TASK STATEMENT – Reproduce each of the following items word for word, keeping their order.

THE INPUT –
------------------------------

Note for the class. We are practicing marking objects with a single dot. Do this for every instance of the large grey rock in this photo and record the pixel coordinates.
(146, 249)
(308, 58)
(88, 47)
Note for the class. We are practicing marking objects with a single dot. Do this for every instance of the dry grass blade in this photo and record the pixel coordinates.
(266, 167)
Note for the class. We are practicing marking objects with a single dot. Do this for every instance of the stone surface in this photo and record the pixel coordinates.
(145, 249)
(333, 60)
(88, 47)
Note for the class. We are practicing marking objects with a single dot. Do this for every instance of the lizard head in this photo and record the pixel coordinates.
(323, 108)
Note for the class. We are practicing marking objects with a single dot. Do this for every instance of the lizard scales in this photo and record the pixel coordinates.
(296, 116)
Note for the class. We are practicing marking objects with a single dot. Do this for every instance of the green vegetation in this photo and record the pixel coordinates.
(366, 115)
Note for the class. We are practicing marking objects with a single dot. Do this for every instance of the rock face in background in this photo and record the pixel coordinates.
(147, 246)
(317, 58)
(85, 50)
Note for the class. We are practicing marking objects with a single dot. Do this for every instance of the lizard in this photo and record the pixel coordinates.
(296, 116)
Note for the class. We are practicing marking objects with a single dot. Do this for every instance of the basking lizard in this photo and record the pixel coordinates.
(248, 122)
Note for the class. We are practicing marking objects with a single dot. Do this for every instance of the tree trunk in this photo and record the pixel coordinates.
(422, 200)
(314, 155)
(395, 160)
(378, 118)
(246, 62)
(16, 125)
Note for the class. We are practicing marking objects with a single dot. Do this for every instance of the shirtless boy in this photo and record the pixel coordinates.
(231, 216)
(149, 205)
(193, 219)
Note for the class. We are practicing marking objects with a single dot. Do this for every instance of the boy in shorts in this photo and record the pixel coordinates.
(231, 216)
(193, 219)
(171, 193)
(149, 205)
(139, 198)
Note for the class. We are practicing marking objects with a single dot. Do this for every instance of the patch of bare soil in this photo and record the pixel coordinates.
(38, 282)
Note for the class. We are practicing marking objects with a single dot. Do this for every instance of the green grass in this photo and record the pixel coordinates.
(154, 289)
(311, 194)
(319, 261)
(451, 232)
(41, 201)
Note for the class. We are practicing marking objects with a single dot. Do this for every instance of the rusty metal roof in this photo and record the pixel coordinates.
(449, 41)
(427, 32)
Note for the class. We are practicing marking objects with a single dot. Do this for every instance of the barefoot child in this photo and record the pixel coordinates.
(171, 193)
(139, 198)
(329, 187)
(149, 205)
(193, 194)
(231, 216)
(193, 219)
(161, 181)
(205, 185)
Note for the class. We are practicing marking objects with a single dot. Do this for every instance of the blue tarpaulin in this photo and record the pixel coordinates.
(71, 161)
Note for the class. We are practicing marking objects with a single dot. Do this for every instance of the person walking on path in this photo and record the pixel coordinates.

------------------------------

OUTPUT FOR THIS TASK –
Note for the class. We are practicing marking objects with a single dot. Do this for every instance of the large grey rock in this photo and record the pixel coordinates.
(146, 249)
(308, 58)
(88, 47)
Note for the class. We are practicing marking objects with a single dot. Do this for every instance of the dry grass blade in this photo and record the pixel coordinates.
(266, 167)
Note for the class. We are practicing marking objects with a single dot. Do this for every instance of the stone surface in this photo and record the pixel coordinates.
(145, 249)
(333, 60)
(88, 47)
Note for the class. We are practicing marking objects with a single dot. Do this for every instance of the lizard head in this photo and record the pixel coordinates.
(323, 108)
Note for the class. We are practicing marking objects with a single dot. Do this for every instance of the lizard scales in this photo and record the pixel coordinates.
(296, 116)
Note for the class. We are practicing marking objects with a single dot. Do this for every instance of the green vegetation in this photo and record the pixel coordinates.
(366, 115)
Note for the class. We are practicing marking objects with a single dot. Do this for every instance of the rock face in background in this photo and record the pixel coordinates.
(147, 246)
(317, 58)
(85, 50)
Note for the class. We are practicing marking objects with a single dot. Do this for every instance of the lizard in this photo and record the pixel coordinates.
(296, 116)
Note for the class. We are practicing marking objects with a single dot. Do this for every instance of the basking lizard in this photo and record the pixel coordinates.
(248, 122)
Note for the class. We are practicing marking objects with a single dot. Do this for every instance of the tree trunk in this photo and record the pixel coordinates.
(422, 200)
(314, 155)
(395, 160)
(378, 118)
(246, 62)
(16, 125)
Note for the class. We are practicing marking objects with a single dot. Do this for every instance of the shirtless boy in this photo and record the pixel coordinates.
(231, 216)
(149, 205)
(193, 219)
Note for the class. We are practicing marking objects with a single dot. Do this for every instance of the boy in shorts in this photo and record the pixel coordinates.
(231, 216)
(193, 219)
(171, 193)
(149, 205)
(139, 198)
Note for the class. We are practicing marking objects with a single dot. Do this for every instance of the patch of bare soil in this photo and record the pixel coordinates.
(38, 282)
Note for the class. We are practicing marking objects with a single dot. Do this for every instance of the green grass in this photo and record the pixel coordinates.
(154, 289)
(311, 194)
(319, 261)
(451, 232)
(41, 201)
Note for the class. We are practicing marking objects with a single dot. Do this for every instance of the rusty metal roof in this photo and record the pixel coordinates.
(449, 41)
(427, 32)
Note for the class. We are practicing marking objects with a single dot. Do this for every instance of the barefoot child in this photo and record the pixel coordinates.
(171, 193)
(139, 198)
(329, 187)
(149, 205)
(193, 194)
(231, 216)
(193, 219)
(161, 181)
(205, 185)
Note for the class. We are practicing marking objects with a single dot. Do this for every instance of the blue tarpaulin in this photo and record the pixel coordinates.
(71, 161)
Note for the class. We are practicing marking objects with a single dot. Do this for every instance of the person walking on path in this photo and record the pixel coordinates.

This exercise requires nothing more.